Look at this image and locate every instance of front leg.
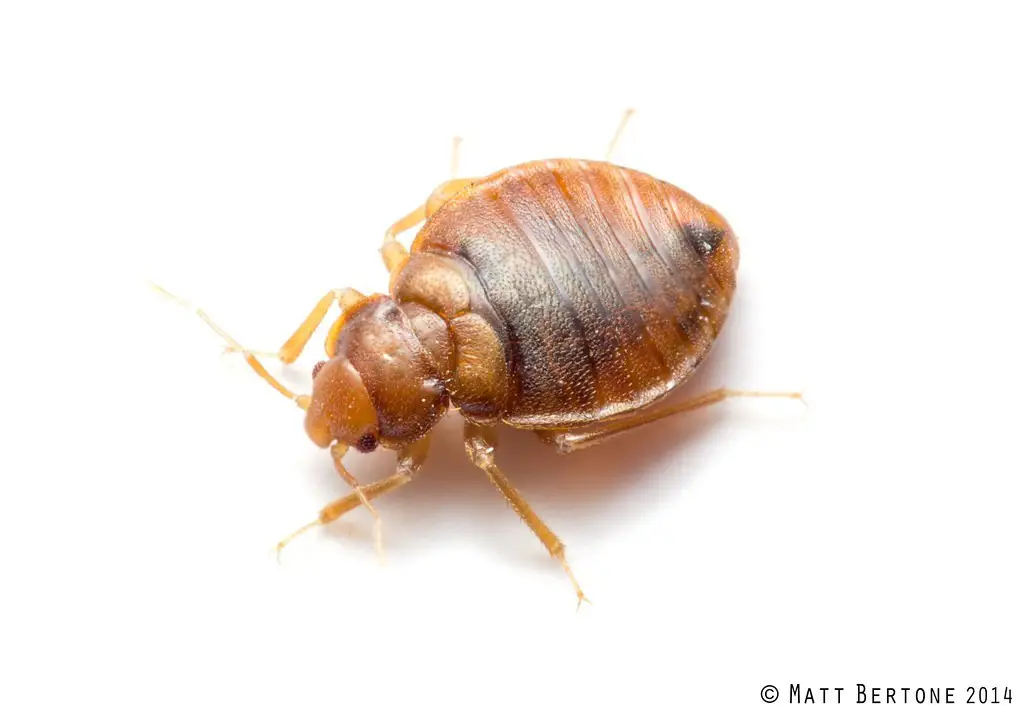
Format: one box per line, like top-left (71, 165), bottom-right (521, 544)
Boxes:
top-left (465, 421), bottom-right (588, 606)
top-left (277, 436), bottom-right (430, 557)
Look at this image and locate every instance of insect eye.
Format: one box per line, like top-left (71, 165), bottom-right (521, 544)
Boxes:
top-left (355, 433), bottom-right (376, 452)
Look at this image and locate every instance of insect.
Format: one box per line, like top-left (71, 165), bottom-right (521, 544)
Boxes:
top-left (157, 112), bottom-right (800, 604)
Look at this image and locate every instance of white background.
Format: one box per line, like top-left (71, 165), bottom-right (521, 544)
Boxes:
top-left (0, 0), bottom-right (1023, 710)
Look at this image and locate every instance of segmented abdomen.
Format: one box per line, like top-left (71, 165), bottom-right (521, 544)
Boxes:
top-left (415, 160), bottom-right (739, 429)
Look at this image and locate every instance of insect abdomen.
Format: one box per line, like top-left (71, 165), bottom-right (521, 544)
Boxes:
top-left (405, 160), bottom-right (738, 429)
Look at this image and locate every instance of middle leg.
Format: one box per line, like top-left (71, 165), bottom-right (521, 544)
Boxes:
top-left (465, 420), bottom-right (589, 608)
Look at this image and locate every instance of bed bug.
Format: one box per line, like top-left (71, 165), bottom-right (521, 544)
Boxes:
top-left (157, 112), bottom-right (800, 603)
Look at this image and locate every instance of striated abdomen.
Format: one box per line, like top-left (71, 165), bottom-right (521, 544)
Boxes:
top-left (413, 160), bottom-right (739, 429)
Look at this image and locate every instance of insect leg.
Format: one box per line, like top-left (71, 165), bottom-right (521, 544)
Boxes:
top-left (539, 388), bottom-right (803, 453)
top-left (381, 136), bottom-right (477, 275)
top-left (152, 284), bottom-right (309, 410)
top-left (604, 108), bottom-right (635, 161)
top-left (221, 288), bottom-right (365, 363)
top-left (465, 421), bottom-right (588, 606)
top-left (277, 437), bottom-right (430, 557)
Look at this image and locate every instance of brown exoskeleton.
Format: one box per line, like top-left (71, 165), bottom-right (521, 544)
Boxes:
top-left (157, 113), bottom-right (799, 602)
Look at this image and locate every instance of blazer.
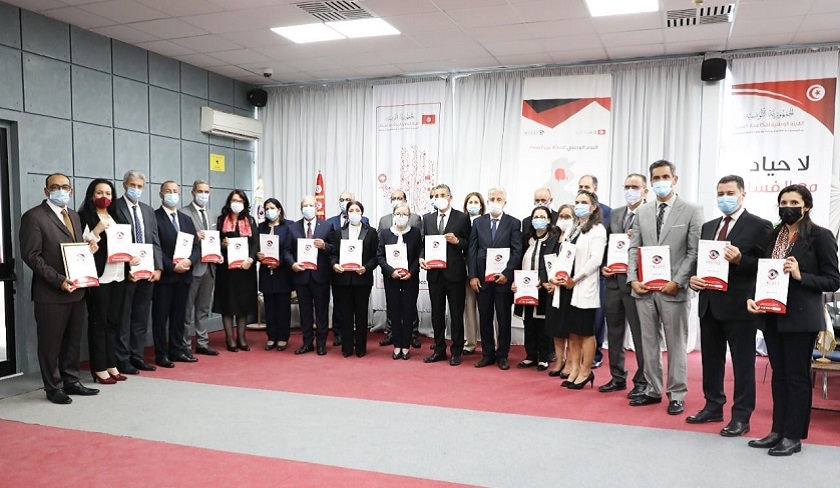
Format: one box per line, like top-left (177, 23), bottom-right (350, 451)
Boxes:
top-left (290, 218), bottom-right (334, 284)
top-left (111, 196), bottom-right (163, 270)
top-left (330, 223), bottom-right (379, 287)
top-left (467, 213), bottom-right (522, 292)
top-left (20, 200), bottom-right (85, 303)
top-left (259, 220), bottom-right (295, 294)
top-left (155, 207), bottom-right (201, 283)
top-left (420, 208), bottom-right (472, 283)
top-left (760, 224), bottom-right (840, 332)
top-left (697, 210), bottom-right (773, 320)
top-left (181, 202), bottom-right (219, 276)
top-left (627, 196), bottom-right (703, 302)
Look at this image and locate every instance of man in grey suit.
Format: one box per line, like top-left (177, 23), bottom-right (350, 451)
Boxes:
top-left (181, 180), bottom-right (219, 356)
top-left (627, 160), bottom-right (703, 415)
top-left (114, 169), bottom-right (163, 374)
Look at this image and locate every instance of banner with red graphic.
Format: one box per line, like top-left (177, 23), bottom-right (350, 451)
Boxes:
top-left (508, 74), bottom-right (612, 218)
top-left (717, 52), bottom-right (837, 226)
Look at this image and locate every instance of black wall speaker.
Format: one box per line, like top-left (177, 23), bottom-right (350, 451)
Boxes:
top-left (700, 58), bottom-right (726, 81)
top-left (248, 90), bottom-right (268, 107)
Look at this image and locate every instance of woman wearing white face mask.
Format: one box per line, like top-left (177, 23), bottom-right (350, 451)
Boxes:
top-left (330, 201), bottom-right (379, 357)
top-left (213, 190), bottom-right (260, 352)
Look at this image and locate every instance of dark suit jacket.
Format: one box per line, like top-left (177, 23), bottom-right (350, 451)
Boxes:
top-left (420, 208), bottom-right (471, 283)
top-left (155, 207), bottom-right (201, 283)
top-left (467, 213), bottom-right (522, 291)
top-left (697, 210), bottom-right (773, 320)
top-left (291, 218), bottom-right (334, 284)
top-left (761, 224), bottom-right (840, 332)
top-left (20, 200), bottom-right (85, 303)
top-left (330, 222), bottom-right (379, 286)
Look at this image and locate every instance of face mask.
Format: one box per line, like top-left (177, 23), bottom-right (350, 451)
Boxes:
top-left (718, 195), bottom-right (738, 215)
top-left (93, 197), bottom-right (111, 208)
top-left (435, 197), bottom-right (449, 210)
top-left (557, 219), bottom-right (574, 232)
top-left (531, 217), bottom-right (548, 230)
top-left (575, 203), bottom-right (591, 219)
top-left (50, 190), bottom-right (70, 207)
top-left (653, 180), bottom-right (671, 198)
top-left (163, 193), bottom-right (180, 207)
top-left (779, 207), bottom-right (802, 225)
top-left (624, 188), bottom-right (642, 205)
top-left (125, 187), bottom-right (143, 202)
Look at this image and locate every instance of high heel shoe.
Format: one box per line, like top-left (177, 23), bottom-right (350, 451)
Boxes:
top-left (567, 371), bottom-right (595, 390)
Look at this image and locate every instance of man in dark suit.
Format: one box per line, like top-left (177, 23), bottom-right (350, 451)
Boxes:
top-left (291, 195), bottom-right (335, 356)
top-left (152, 181), bottom-right (201, 368)
top-left (420, 184), bottom-right (470, 366)
top-left (114, 170), bottom-right (163, 374)
top-left (598, 173), bottom-right (648, 400)
top-left (20, 173), bottom-right (99, 405)
top-left (467, 188), bottom-right (522, 370)
top-left (685, 175), bottom-right (772, 437)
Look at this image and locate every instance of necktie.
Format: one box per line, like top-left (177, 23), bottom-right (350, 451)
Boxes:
top-left (61, 208), bottom-right (76, 242)
top-left (656, 203), bottom-right (668, 241)
top-left (131, 205), bottom-right (143, 244)
top-left (718, 215), bottom-right (732, 241)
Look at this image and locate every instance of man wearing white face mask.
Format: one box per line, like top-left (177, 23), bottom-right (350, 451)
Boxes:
top-left (627, 160), bottom-right (704, 415)
top-left (598, 173), bottom-right (648, 399)
top-left (685, 175), bottom-right (772, 437)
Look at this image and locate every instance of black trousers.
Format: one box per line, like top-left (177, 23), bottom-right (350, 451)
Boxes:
top-left (764, 314), bottom-right (817, 440)
top-left (85, 281), bottom-right (125, 371)
top-left (429, 280), bottom-right (467, 356)
top-left (333, 286), bottom-right (371, 356)
top-left (700, 311), bottom-right (756, 422)
top-left (263, 293), bottom-right (292, 342)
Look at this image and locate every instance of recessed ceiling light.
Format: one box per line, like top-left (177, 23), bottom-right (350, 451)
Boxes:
top-left (586, 0), bottom-right (659, 17)
top-left (327, 18), bottom-right (400, 38)
top-left (271, 22), bottom-right (345, 44)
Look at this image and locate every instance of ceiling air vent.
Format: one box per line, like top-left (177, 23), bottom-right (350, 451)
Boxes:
top-left (295, 0), bottom-right (373, 22)
top-left (667, 3), bottom-right (735, 27)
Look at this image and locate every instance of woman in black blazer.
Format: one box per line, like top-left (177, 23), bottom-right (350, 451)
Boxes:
top-left (257, 198), bottom-right (294, 351)
top-left (376, 204), bottom-right (421, 360)
top-left (747, 185), bottom-right (840, 456)
top-left (330, 201), bottom-right (379, 357)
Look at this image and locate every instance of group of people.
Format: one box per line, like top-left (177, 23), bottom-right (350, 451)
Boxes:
top-left (20, 160), bottom-right (840, 456)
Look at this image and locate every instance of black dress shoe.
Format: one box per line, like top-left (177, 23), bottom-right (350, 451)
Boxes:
top-left (767, 438), bottom-right (802, 456)
top-left (668, 400), bottom-right (685, 415)
top-left (475, 356), bottom-right (496, 368)
top-left (423, 352), bottom-right (446, 363)
top-left (685, 410), bottom-right (732, 425)
top-left (62, 381), bottom-right (99, 396)
top-left (47, 388), bottom-right (73, 405)
top-left (720, 420), bottom-right (750, 437)
top-left (598, 379), bottom-right (627, 393)
top-left (630, 395), bottom-right (662, 407)
top-left (747, 432), bottom-right (782, 449)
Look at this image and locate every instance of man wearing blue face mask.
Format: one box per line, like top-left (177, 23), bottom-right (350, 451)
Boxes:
top-left (627, 160), bottom-right (704, 415)
top-left (685, 175), bottom-right (772, 437)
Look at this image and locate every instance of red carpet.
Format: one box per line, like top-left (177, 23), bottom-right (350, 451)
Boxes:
top-left (130, 332), bottom-right (840, 446)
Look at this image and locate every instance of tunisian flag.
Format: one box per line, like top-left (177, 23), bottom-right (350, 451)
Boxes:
top-left (315, 171), bottom-right (327, 220)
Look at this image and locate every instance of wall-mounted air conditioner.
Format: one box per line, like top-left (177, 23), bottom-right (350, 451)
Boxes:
top-left (201, 107), bottom-right (262, 141)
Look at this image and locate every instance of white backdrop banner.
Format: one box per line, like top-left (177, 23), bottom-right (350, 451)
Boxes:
top-left (717, 52), bottom-right (837, 226)
top-left (508, 74), bottom-right (612, 219)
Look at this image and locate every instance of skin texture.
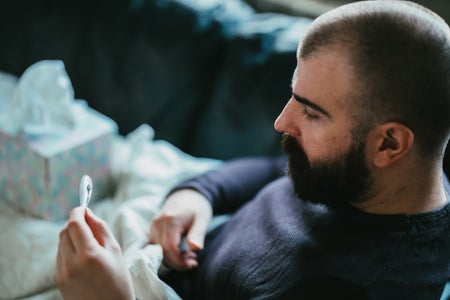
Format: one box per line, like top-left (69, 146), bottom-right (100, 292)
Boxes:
top-left (54, 207), bottom-right (135, 300)
top-left (55, 2), bottom-right (446, 299)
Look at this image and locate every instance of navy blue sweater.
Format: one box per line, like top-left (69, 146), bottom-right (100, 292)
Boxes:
top-left (164, 159), bottom-right (450, 299)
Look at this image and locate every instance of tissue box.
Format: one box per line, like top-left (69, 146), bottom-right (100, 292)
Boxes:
top-left (0, 102), bottom-right (117, 221)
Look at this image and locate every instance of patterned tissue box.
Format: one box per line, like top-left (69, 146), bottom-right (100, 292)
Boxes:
top-left (0, 103), bottom-right (117, 221)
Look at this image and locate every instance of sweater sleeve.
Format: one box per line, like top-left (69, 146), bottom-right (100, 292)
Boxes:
top-left (173, 156), bottom-right (287, 214)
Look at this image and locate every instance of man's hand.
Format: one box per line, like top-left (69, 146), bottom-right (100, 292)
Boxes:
top-left (149, 189), bottom-right (212, 270)
top-left (54, 207), bottom-right (134, 300)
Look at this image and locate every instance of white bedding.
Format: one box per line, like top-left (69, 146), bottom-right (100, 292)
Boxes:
top-left (0, 125), bottom-right (220, 299)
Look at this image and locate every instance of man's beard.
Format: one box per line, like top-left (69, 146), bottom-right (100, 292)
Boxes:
top-left (282, 134), bottom-right (372, 208)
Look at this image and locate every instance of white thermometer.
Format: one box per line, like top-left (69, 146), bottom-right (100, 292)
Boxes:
top-left (80, 175), bottom-right (92, 207)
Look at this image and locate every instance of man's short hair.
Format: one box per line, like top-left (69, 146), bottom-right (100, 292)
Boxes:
top-left (299, 0), bottom-right (450, 158)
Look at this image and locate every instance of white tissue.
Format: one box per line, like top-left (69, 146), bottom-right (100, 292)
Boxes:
top-left (0, 60), bottom-right (75, 135)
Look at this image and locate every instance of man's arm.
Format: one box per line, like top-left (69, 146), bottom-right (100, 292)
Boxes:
top-left (149, 158), bottom-right (286, 270)
top-left (176, 156), bottom-right (286, 214)
top-left (54, 207), bottom-right (135, 300)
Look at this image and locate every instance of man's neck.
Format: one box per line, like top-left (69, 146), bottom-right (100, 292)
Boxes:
top-left (353, 169), bottom-right (449, 215)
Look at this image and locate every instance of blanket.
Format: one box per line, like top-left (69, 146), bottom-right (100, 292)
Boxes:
top-left (0, 125), bottom-right (221, 300)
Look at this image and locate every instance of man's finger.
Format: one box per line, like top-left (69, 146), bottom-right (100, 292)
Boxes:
top-left (86, 208), bottom-right (116, 247)
top-left (186, 218), bottom-right (208, 251)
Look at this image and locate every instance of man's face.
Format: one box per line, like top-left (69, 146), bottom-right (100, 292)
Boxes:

**Task description**
Repeat the lines verbatim, starting at the line that contains "of white background." and ending at the line that contains "top-left (413, 160), bottom-right (739, 429)".

**Result of this task**
Look at this image and locate every instance of white background.
Format: one box per line, like top-left (71, 165), bottom-right (521, 544)
Boxes:
top-left (0, 0), bottom-right (1023, 710)
Look at this image and locate every instance of segmented abdomen.
Format: one box per line, like top-left (71, 165), bottom-right (521, 544)
Boxes:
top-left (415, 160), bottom-right (739, 429)
Look at this image and locate every instance of insect abdomen.
Format: one box per line, like top-left (71, 165), bottom-right (521, 544)
Boxes:
top-left (405, 160), bottom-right (738, 429)
Look at this image and locate every instance of middle leg.
Format: one box per line, like top-left (71, 165), bottom-right (521, 544)
Boxes:
top-left (465, 420), bottom-right (589, 608)
Look at this image and locate every instance of bed bug.
Format: one box per line, like top-left (71, 165), bottom-right (521, 544)
Boxes:
top-left (157, 112), bottom-right (800, 603)
Look at this image and locate every instance of striated abdomen.
Format: one box per line, like top-left (71, 165), bottom-right (521, 544)
Boxes:
top-left (413, 160), bottom-right (739, 429)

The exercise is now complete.